TO DO: In the records below, the line with "form [270, 194]." opens the range and the line with "form [107, 302]." closes it; print that range exactly and nothing else.

━━━━━ PROVIDED ENTRIES ━━━━━

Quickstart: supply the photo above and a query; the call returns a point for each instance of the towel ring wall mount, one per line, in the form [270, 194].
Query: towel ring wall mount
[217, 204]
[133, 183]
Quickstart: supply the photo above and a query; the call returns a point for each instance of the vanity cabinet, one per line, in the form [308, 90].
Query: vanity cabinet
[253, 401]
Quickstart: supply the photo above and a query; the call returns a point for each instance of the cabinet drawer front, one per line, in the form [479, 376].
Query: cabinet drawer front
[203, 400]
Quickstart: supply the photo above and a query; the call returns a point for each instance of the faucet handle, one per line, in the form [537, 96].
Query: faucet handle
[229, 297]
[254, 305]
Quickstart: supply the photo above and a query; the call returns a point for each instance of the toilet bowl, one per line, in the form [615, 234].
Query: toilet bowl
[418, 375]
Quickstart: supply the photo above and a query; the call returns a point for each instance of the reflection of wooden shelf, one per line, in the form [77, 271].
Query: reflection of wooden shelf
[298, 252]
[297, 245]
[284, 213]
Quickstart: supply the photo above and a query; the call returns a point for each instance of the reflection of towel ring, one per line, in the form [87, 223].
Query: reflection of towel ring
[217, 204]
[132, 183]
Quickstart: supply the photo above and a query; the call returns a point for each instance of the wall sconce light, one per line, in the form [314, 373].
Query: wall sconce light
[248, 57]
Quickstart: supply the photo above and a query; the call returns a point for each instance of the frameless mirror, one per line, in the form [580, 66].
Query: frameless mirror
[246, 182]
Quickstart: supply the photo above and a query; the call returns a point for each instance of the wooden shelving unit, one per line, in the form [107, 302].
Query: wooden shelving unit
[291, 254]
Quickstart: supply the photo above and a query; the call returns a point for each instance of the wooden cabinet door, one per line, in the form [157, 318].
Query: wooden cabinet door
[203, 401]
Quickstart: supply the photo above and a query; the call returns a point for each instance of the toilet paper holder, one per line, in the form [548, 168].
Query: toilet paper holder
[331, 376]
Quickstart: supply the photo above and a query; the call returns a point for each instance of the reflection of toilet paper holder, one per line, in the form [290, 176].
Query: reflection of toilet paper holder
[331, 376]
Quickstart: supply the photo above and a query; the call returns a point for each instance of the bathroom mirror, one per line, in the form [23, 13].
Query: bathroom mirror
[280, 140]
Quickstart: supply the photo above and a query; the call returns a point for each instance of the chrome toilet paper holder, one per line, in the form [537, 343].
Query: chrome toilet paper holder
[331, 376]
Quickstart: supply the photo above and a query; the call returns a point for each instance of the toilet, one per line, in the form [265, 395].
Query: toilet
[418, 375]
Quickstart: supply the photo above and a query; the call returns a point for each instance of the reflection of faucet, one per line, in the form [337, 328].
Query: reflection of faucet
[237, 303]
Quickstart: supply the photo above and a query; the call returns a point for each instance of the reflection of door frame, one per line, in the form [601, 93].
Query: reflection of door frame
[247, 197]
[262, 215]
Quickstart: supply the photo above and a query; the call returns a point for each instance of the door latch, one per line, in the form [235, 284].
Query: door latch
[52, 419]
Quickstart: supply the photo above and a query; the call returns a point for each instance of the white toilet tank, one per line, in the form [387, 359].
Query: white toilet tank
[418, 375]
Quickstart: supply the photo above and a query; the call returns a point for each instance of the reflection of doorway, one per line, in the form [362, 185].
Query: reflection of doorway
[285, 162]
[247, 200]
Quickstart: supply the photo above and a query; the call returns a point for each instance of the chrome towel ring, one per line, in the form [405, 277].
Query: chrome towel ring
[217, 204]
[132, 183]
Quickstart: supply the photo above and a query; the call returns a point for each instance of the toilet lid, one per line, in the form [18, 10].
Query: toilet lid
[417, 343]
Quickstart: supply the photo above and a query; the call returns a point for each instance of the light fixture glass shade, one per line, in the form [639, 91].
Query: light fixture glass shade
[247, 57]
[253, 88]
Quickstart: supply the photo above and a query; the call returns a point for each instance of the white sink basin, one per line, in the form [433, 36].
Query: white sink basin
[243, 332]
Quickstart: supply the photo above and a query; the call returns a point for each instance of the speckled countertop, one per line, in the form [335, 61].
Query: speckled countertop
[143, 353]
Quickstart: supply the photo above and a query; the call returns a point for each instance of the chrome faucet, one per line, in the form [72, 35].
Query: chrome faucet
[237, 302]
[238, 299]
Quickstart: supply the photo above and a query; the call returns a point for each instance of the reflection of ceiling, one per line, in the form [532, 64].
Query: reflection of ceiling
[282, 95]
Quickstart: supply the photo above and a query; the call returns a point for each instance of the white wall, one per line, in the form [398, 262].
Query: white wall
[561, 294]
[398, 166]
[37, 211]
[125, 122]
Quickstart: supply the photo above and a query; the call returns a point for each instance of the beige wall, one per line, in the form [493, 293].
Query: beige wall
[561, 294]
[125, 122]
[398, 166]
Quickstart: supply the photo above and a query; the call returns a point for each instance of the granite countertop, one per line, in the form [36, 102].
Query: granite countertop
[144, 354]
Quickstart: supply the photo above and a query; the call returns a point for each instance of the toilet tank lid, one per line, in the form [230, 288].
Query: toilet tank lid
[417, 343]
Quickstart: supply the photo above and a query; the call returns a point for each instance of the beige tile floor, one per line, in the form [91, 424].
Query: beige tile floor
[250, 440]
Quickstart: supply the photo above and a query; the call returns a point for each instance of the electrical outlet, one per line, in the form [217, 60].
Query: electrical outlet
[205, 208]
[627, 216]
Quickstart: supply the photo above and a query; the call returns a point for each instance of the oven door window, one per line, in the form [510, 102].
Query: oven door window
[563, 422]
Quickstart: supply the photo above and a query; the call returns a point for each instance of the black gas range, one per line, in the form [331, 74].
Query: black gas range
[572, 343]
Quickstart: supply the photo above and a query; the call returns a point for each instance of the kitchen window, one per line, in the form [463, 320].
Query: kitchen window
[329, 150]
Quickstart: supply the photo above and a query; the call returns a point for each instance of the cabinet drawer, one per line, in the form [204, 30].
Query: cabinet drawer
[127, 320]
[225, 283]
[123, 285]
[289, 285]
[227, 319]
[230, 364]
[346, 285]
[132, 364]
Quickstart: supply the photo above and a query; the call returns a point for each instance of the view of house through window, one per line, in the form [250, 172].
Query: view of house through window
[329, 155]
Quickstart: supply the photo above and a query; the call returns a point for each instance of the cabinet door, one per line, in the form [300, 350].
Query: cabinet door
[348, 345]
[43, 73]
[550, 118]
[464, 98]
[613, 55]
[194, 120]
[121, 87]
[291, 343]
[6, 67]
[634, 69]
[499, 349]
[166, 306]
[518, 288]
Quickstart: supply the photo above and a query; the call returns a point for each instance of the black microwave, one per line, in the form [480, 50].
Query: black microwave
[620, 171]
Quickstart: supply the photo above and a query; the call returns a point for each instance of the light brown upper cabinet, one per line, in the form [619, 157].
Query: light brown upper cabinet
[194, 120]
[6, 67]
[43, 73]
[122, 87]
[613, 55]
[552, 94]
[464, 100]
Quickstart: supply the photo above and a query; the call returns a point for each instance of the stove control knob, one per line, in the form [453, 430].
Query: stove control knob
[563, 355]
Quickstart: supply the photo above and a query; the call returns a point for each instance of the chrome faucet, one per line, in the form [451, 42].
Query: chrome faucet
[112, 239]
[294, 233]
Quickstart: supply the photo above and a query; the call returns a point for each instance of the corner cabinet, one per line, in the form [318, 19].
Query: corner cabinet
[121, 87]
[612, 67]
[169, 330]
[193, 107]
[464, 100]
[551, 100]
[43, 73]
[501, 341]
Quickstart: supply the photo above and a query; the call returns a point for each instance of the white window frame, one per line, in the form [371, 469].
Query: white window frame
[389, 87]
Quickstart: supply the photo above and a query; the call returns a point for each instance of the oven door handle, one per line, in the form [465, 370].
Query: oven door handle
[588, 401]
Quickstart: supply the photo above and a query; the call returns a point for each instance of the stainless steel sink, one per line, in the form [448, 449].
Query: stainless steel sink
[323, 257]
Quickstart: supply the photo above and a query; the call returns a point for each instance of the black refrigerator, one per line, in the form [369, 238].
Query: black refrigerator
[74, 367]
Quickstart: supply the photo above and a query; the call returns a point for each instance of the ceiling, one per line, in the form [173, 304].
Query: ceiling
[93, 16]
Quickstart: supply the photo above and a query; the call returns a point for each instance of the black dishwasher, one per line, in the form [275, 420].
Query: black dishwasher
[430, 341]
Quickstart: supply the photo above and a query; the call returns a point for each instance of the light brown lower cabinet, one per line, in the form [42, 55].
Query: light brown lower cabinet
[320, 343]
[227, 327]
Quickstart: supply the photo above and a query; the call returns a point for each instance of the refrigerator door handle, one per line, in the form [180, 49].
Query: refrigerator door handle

━━━━━
━━━━━ PROVIDED ENTRIES ━━━━━

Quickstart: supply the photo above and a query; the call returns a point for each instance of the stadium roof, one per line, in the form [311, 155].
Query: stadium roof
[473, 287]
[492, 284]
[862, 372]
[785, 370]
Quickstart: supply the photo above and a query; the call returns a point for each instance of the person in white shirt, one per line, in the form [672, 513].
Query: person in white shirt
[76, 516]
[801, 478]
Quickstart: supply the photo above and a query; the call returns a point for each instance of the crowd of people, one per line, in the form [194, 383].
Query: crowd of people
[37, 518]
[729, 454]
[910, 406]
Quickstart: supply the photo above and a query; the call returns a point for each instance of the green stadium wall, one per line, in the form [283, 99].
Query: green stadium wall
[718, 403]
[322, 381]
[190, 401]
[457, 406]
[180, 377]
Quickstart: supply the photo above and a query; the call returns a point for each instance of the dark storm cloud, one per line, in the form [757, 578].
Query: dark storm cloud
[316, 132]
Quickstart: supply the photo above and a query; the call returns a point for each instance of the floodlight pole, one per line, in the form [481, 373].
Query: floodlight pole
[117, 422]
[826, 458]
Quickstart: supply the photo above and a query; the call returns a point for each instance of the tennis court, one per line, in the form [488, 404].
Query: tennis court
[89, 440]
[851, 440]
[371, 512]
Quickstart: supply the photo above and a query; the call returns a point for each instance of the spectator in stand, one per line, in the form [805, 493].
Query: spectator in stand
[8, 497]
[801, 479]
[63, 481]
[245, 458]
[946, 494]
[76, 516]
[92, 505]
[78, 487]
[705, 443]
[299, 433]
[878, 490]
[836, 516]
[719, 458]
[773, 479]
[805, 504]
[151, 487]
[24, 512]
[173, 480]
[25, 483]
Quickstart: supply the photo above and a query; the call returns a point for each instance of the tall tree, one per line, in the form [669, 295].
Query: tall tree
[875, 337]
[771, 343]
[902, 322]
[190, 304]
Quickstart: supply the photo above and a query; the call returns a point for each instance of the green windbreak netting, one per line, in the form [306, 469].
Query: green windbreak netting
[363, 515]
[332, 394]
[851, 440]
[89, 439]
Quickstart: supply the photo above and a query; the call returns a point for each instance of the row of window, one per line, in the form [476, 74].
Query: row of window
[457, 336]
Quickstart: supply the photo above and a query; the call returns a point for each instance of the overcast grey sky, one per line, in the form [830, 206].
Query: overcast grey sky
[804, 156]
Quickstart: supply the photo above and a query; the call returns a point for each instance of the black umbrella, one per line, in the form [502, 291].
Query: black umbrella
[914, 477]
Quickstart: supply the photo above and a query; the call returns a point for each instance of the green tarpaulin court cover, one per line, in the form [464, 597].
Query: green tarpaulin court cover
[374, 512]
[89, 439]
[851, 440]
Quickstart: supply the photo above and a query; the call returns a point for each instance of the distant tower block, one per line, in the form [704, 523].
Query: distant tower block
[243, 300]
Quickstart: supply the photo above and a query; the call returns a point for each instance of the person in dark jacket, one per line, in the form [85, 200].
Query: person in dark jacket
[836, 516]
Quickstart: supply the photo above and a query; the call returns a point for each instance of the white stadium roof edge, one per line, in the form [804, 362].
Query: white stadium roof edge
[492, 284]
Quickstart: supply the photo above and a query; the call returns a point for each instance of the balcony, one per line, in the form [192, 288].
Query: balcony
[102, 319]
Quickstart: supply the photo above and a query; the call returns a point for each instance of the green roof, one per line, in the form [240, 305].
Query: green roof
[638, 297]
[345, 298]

━━━━━
━━━━━ PROVIDED ENTRIES ━━━━━

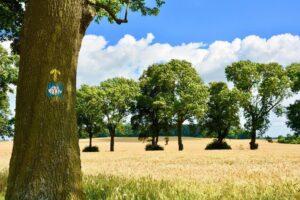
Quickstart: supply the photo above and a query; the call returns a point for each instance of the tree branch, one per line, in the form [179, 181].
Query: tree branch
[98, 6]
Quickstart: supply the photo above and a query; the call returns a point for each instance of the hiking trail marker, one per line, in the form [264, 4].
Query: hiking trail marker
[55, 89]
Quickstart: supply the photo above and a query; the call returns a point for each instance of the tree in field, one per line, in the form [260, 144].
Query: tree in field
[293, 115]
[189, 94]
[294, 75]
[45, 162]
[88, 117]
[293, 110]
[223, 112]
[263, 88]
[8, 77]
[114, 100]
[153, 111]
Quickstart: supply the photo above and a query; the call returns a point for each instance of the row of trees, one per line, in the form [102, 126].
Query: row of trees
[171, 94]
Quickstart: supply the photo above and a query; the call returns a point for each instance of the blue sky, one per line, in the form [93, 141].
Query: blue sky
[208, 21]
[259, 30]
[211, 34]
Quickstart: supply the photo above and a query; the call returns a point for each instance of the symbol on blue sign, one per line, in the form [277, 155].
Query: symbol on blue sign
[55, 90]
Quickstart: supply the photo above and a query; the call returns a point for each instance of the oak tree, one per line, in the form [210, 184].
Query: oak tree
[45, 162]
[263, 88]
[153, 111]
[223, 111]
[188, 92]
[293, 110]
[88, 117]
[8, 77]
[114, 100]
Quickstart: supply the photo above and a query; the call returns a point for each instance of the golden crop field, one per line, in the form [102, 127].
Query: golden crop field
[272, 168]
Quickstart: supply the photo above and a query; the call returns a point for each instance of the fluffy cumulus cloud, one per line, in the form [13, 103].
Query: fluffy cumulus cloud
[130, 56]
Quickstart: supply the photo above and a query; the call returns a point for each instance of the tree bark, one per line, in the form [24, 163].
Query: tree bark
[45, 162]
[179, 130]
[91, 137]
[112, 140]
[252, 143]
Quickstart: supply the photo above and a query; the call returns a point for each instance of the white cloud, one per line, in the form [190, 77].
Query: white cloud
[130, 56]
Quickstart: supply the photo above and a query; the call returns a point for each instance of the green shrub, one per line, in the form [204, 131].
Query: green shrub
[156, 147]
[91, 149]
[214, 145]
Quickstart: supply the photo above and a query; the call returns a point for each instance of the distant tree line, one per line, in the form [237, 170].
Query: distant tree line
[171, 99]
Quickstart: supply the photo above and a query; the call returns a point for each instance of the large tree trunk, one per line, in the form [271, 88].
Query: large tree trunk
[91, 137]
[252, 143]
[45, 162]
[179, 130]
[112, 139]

━━━━━

EXERCISE RESPONSE:
Quickstart: supply the photo above and a query; the call returns a point for each instance of the towel ring wall mount, one per line, in the form [270, 194].
Query: towel ring wall mount
[217, 204]
[133, 183]
Quickstart: supply the photo above and a query; the call returns a point for each instance of the vanity cabinet, one per line, in the form [308, 90].
Query: vanity cabinet
[253, 401]
Quickstart: supply the photo above and a query; the call returns a point for each instance of the cabinet drawer front, one per line, in the form [479, 376].
Query: cabinet drawer front
[203, 400]
Quickstart: supply the photo above and a query; the call returns a point for each instance of the faucet handle, one per line, in the form [537, 96].
Query: faucet handle
[229, 297]
[254, 305]
Quickstart: supply the photo above and a query; the call returns a point for each instance of the toilet bowl, one per line, in the form [615, 234].
Query: toilet bowl
[418, 375]
Quickstart: supply the photo above and a query; the call returns a point for each instance of the reflection of wooden shelf, one per line, in the form [77, 271].
Query: reflection of wooden shelf
[298, 252]
[297, 245]
[284, 213]
Quickstart: supply the photo above and a query; the call returns a point for each instance of the reflection of towel ring, one per line, in the form [87, 223].
Query: reflection of towel ring
[217, 204]
[132, 183]
Quickstart: supply the photo above and a query; the call returns a point for each instance of the wall sconce light, one per line, in the form [314, 373].
Query: wall sconce light
[248, 57]
Quickstart: supply the photo above and a query; the call returns a point for each instance of the frameless mirror, one per line, in the form [580, 66].
Query: frameless mirror
[246, 182]
Quickstart: supply the photo above and a query; the call returns a point for each instance of the wooden shelving unit, one per line, in the form [107, 302].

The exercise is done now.